[Dados de segmentação de regiões]
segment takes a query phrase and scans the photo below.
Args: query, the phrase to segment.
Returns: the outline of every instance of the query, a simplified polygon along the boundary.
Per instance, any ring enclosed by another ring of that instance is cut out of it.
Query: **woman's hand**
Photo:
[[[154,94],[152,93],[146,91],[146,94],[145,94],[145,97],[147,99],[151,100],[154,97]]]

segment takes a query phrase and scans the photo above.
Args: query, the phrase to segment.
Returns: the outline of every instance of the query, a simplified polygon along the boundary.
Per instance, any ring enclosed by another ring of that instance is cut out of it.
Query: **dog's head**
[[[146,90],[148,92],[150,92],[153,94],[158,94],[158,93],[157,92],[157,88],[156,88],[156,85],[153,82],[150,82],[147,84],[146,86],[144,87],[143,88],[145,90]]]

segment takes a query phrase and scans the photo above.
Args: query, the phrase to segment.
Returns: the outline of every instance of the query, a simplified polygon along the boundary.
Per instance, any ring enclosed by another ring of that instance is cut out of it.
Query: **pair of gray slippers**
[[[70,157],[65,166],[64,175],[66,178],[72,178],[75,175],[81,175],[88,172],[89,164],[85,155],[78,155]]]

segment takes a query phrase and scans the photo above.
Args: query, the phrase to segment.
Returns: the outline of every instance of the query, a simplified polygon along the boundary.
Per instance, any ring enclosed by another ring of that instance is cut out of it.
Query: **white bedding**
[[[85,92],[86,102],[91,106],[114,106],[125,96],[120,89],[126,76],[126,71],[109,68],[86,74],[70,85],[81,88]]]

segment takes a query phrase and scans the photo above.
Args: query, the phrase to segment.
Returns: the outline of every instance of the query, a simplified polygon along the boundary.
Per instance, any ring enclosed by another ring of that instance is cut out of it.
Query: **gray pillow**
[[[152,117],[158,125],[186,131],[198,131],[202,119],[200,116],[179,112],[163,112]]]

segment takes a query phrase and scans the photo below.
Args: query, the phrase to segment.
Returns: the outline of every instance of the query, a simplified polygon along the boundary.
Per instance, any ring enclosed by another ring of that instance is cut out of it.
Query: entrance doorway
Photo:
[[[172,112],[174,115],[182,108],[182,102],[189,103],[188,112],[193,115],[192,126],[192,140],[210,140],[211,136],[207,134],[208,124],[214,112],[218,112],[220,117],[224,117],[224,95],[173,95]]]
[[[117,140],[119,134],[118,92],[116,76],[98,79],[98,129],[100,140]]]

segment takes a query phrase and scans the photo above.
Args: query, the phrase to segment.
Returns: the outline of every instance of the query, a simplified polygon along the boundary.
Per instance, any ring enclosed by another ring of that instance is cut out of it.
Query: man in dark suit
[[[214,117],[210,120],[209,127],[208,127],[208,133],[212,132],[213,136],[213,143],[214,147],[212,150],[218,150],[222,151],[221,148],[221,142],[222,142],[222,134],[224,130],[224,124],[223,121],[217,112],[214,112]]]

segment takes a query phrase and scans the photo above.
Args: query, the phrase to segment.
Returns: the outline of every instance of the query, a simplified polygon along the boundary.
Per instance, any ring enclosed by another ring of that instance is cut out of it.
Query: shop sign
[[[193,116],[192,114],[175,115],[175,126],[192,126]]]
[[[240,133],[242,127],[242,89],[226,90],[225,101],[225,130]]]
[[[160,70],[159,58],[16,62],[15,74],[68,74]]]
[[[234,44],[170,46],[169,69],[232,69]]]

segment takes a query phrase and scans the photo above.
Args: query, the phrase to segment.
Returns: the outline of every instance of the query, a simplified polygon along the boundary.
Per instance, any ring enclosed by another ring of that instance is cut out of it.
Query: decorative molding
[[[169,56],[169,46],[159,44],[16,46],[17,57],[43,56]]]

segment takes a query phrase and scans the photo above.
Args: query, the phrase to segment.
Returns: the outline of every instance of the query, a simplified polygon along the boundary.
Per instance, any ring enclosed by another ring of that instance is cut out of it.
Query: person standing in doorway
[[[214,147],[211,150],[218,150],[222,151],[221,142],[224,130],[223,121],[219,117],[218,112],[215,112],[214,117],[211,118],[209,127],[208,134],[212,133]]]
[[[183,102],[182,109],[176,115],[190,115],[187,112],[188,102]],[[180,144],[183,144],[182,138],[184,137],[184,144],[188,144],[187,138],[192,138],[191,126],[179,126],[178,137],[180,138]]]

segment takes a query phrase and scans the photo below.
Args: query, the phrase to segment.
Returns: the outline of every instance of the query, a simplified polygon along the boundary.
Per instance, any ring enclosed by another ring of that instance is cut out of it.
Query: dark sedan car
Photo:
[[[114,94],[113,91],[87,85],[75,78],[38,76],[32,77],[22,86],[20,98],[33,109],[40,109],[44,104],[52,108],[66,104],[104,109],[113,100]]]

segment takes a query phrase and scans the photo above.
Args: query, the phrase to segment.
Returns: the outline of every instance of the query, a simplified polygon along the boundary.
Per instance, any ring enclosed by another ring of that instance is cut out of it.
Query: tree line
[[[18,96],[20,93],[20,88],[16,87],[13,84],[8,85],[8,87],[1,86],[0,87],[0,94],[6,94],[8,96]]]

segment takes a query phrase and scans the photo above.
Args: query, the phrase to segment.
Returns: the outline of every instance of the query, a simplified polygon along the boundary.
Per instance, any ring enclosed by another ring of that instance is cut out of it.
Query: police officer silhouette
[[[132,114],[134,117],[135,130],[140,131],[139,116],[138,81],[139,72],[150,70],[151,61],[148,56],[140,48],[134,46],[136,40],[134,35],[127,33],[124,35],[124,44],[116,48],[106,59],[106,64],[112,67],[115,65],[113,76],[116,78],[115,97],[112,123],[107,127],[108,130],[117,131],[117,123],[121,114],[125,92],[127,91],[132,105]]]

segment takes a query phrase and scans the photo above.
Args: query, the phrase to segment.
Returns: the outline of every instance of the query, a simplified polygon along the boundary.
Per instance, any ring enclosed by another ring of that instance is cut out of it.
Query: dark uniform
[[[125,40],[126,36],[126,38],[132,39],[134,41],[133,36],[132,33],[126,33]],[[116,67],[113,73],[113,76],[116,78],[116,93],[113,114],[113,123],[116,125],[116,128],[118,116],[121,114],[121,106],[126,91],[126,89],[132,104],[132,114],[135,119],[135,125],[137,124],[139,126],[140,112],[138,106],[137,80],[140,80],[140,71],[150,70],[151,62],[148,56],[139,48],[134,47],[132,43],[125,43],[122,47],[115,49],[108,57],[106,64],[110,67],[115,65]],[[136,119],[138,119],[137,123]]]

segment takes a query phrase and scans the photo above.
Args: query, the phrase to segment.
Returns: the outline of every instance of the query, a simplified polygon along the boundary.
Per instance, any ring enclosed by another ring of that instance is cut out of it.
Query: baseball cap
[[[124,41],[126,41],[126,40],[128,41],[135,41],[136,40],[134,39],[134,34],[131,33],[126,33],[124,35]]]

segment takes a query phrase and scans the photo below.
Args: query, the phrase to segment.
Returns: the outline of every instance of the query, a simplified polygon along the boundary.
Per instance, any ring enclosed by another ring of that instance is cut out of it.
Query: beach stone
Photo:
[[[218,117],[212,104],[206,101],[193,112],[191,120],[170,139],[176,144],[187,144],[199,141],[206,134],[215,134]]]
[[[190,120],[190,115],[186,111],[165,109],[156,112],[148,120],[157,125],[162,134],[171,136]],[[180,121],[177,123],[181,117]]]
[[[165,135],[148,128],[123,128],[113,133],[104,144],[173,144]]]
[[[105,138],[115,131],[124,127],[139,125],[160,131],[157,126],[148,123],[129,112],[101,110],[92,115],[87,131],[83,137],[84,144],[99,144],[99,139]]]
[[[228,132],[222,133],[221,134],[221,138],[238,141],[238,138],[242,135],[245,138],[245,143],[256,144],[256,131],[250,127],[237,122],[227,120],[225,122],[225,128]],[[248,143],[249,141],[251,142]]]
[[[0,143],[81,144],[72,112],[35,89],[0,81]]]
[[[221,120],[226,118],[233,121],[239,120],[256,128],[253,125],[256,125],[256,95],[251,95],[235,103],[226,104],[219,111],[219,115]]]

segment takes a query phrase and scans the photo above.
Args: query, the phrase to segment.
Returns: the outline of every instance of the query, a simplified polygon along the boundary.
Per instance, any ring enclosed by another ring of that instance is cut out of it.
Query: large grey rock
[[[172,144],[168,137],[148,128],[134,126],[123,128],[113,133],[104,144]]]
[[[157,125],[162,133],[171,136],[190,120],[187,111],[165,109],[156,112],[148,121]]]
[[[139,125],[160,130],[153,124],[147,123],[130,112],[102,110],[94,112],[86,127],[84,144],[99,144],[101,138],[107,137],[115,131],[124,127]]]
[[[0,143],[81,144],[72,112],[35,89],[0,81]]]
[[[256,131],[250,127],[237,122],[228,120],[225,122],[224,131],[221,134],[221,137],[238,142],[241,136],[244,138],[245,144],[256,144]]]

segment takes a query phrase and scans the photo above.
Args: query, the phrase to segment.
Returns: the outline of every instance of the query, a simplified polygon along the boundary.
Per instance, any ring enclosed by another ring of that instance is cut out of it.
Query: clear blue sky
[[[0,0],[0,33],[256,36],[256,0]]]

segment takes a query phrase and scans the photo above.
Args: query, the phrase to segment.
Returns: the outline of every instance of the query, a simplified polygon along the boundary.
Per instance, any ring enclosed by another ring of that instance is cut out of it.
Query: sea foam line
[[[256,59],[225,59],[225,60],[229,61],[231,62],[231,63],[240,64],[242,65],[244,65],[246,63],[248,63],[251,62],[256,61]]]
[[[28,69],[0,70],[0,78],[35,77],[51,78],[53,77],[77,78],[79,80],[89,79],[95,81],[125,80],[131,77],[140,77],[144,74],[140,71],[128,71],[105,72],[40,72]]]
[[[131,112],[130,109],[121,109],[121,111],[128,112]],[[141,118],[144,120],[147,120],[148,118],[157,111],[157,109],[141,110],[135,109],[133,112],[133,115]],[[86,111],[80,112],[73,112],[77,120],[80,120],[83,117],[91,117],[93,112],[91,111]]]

■ **Objetivo**
Mostre cada linha do material em que aparece a palavra "doorway", levando em conta a diferença entre maiúsculas e minúsculas.

■ **Solução do exercício**
Query: entrance doorway
Query: person standing in doorway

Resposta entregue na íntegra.